- **INFORMATION SUPPLIED**:
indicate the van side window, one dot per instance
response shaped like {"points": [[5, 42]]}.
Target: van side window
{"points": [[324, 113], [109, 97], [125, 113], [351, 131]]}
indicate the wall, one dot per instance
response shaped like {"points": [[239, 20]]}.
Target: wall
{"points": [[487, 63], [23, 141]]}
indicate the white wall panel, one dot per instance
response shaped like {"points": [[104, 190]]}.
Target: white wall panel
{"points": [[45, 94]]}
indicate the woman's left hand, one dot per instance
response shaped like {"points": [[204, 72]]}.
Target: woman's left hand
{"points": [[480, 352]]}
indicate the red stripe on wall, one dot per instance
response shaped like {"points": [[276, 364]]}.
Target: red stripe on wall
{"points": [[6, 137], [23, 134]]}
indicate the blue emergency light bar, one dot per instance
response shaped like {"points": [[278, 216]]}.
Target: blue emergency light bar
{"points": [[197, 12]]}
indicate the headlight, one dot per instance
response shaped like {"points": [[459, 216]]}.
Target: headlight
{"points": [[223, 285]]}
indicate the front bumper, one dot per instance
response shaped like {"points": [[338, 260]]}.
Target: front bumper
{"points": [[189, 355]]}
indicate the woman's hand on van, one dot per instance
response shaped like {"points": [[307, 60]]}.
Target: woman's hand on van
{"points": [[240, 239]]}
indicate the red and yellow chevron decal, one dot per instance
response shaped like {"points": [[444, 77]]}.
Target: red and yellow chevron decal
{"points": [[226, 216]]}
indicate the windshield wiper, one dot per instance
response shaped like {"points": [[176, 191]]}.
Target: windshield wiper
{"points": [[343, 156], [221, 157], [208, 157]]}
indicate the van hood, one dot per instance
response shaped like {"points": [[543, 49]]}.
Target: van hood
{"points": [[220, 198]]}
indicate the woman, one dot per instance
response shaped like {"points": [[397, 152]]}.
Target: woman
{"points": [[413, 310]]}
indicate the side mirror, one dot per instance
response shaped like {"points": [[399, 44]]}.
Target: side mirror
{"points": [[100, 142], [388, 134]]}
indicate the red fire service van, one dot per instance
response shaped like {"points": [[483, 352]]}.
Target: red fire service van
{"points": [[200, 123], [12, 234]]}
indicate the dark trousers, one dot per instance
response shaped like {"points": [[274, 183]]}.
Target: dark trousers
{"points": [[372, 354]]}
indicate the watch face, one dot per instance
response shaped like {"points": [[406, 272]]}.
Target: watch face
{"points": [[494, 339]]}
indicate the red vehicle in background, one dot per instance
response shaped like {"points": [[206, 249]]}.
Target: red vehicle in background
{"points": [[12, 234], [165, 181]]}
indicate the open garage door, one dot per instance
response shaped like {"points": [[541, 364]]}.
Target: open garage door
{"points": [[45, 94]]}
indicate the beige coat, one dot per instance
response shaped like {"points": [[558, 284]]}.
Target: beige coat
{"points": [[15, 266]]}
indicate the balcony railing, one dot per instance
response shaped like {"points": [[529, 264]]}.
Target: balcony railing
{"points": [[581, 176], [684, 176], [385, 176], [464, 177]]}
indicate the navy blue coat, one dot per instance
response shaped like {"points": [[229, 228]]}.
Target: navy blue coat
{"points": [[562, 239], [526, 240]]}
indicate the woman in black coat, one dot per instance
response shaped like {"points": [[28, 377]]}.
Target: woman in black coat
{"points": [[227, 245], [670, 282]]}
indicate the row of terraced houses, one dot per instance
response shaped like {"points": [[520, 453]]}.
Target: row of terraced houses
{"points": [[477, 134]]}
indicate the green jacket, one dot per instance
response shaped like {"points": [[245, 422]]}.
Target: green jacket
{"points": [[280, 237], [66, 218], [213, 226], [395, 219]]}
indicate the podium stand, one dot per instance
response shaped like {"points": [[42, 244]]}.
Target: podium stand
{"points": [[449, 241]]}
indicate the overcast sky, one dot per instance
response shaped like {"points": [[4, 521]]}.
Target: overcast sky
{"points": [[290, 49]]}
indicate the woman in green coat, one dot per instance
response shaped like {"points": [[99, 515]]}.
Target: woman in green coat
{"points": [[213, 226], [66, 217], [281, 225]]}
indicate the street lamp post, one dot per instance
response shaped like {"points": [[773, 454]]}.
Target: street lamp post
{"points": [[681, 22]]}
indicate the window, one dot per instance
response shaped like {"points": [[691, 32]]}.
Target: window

- **CHALLENGE**: Rewrite all the rows above, replacing "one dot per instance" with "one point per instance" and leaving everything else unchanged.

- **RESPONSE TO THE TASK**:
indicate the van side window, one point per instance
response shaped like {"points": [[5, 42]]}.
Target: van side window
{"points": [[324, 113], [109, 97], [125, 113], [351, 131]]}
indicate the wall, one point per instance
response shaped like {"points": [[239, 20]]}.
Target: wall
{"points": [[487, 63], [23, 141]]}
indicate the white wall panel, one point per instance
response shaped like {"points": [[104, 190]]}.
Target: white wall panel
{"points": [[45, 94]]}
indicate the woman's left hand, one point per instance
response shaped like {"points": [[204, 72]]}.
Target: woman's left hand
{"points": [[480, 352]]}
indicate the red stripe on wall, one point per instance
response shaped like {"points": [[276, 364]]}.
Target: red stripe on wall
{"points": [[6, 137], [23, 134]]}
indicate the blue emergency light bar, one point per instance
response shaped like {"points": [[278, 216]]}.
Target: blue emergency light bar
{"points": [[197, 12]]}
indicate the headlight, one point per instance
response shaped like {"points": [[459, 216]]}.
Target: headlight
{"points": [[223, 285]]}
indicate the front bumper, one point per instance
response shaped like {"points": [[338, 260]]}.
Target: front bumper
{"points": [[189, 355]]}
indicate the woman's hand on van, one point per instance
response shaped like {"points": [[307, 60]]}.
Target: woman's hand on van
{"points": [[240, 239]]}
indicate the red and yellow chevron decal, one point per instance
response shaped like {"points": [[444, 77]]}.
Target: red and yellow chevron decal
{"points": [[226, 216]]}
indicate the windshield wiper, one point per instance
response shaped like {"points": [[176, 191]]}.
Target: windshield wiper
{"points": [[343, 156], [221, 157], [208, 157]]}
indicate the van hood, one point per instance
response shaped like {"points": [[543, 49]]}.
Target: van hood
{"points": [[220, 198]]}
indicate the woman, one point per instance
response shaped like {"points": [[397, 152]]}.
Target: woman
{"points": [[413, 310]]}
indicate the side mirror, one point per instance
response shaped like {"points": [[399, 44]]}.
Target: side mirror
{"points": [[100, 142], [388, 134]]}
indicate the red fire service van, one point per instance
response shaped like {"points": [[483, 352]]}.
Target: red fire service van
{"points": [[200, 123], [12, 234]]}
indicate the dark trousers, one point per instance
response shaped like {"points": [[274, 183]]}.
Target: dark trousers
{"points": [[372, 354]]}
indicate the watch face, one point per instance
response shaped like {"points": [[406, 272]]}.
Target: watch face
{"points": [[494, 339]]}
indicate the red vehicle in background, one point per instance
response shaped like {"points": [[206, 249]]}.
Target: red vehicle in background
{"points": [[12, 234], [165, 181]]}
indicate the open garage door, one point per instance
response shaped like {"points": [[541, 364]]}.
Target: open garage door
{"points": [[45, 94]]}
indicate the beige coat, one point per instance
response shaped like {"points": [[558, 284]]}.
Target: beige coat
{"points": [[15, 266]]}
indicate the balcony railing, one point per instance
response shaped like {"points": [[529, 264]]}.
Target: balcony railing
{"points": [[581, 176], [684, 176], [385, 176], [464, 177]]}
indicate the navy blue coat, one point per instance
response shaped like {"points": [[229, 228]]}.
Target: navy blue coat
{"points": [[562, 239], [526, 240]]}
indicate the woman in black coat, one point per instance
response shaped like {"points": [[28, 377]]}.
Target: woman in black coat
{"points": [[227, 245], [670, 282]]}
indicate the row of terraced houses, one point per instance
response shaped like {"points": [[520, 453]]}.
Target: row of terraced houses
{"points": [[477, 134]]}
indicate the green jacket, one point per instance
response shaped like {"points": [[245, 422]]}.
Target: green jacket
{"points": [[280, 237], [66, 218], [213, 226], [395, 219]]}
indicate the podium stand, one point per instance
response shaped like {"points": [[42, 244]]}.
Target: podium stand
{"points": [[449, 241]]}
indicate the overcast sky, one point per instance
response shaped like {"points": [[4, 521]]}.
Target: overcast sky
{"points": [[290, 49]]}
indicate the woman in green coat, one point per instance
response shaped like {"points": [[99, 515]]}.
Target: woman in green coat
{"points": [[213, 226], [66, 217], [281, 225]]}
indicate the street lamp post, one point per instance
response shaped like {"points": [[773, 454]]}.
Target: street lamp post
{"points": [[681, 22]]}
indicate the window, one point per instance
response shaped like {"points": [[691, 32]]}.
Target: window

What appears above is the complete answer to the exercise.